* [DATA EXTRACT]:
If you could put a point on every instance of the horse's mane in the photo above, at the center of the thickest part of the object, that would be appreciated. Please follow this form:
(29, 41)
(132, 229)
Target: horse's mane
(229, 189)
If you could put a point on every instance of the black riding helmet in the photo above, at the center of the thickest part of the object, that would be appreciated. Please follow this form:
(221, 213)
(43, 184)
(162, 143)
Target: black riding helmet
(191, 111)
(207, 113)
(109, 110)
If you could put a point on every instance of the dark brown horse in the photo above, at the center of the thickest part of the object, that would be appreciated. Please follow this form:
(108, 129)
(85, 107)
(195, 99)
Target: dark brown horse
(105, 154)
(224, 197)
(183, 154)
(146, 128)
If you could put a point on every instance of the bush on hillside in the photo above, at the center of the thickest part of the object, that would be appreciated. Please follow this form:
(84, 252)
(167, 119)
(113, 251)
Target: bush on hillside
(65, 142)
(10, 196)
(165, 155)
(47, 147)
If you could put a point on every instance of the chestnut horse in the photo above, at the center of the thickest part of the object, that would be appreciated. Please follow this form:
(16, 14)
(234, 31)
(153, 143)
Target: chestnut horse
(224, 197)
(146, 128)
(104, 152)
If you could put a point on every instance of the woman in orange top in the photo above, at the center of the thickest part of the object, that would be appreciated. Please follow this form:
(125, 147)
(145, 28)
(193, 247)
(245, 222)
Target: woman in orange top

--

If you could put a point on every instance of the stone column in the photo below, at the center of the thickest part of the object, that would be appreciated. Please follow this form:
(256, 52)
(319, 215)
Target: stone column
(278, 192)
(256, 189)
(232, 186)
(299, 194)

---

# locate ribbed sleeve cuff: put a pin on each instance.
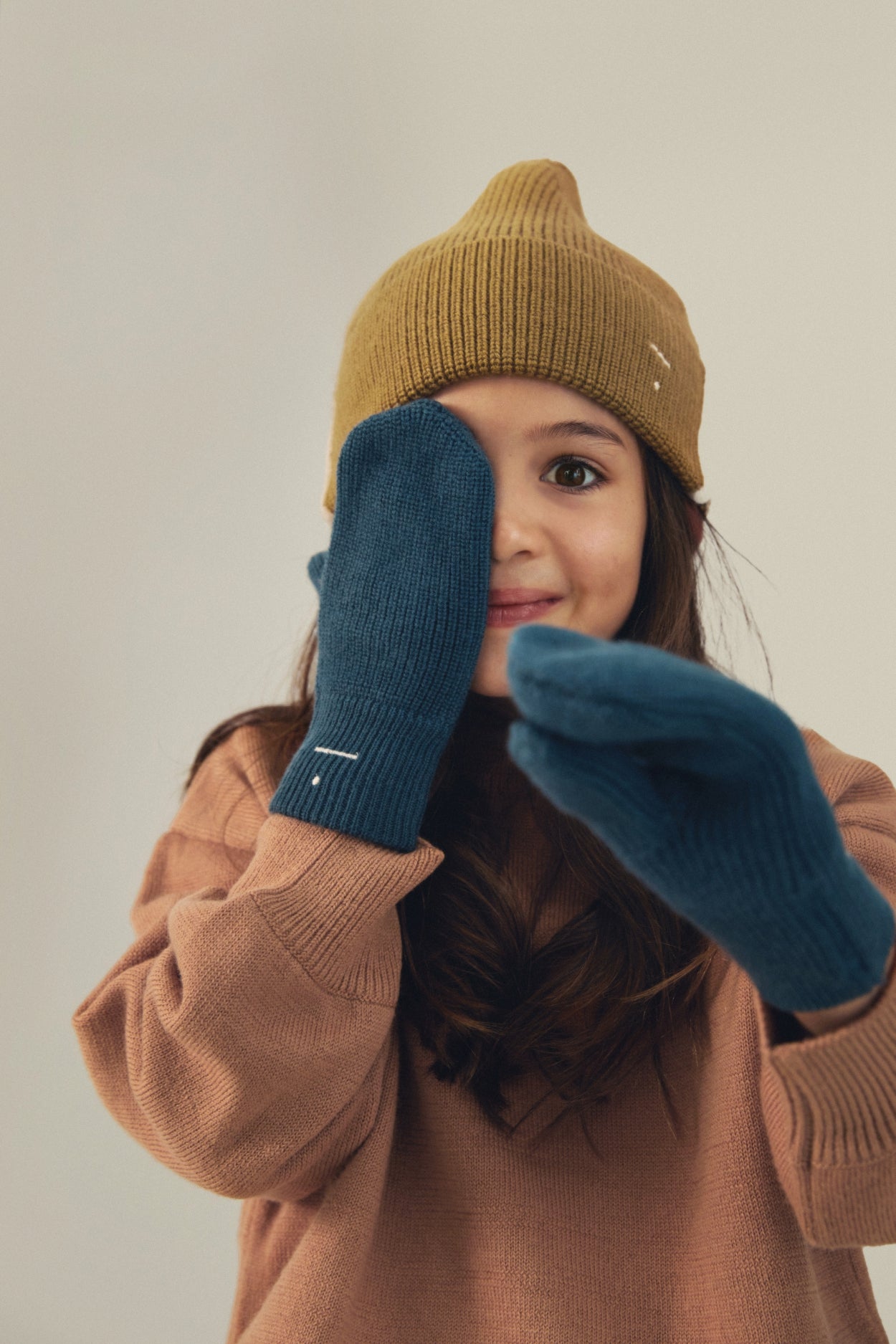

* [EXERCISE DESCRIPTION]: Report the number of lines in the material above that contain "orange". Nothing else is wanted.

* [ANSWER TO THIS TASK]: 2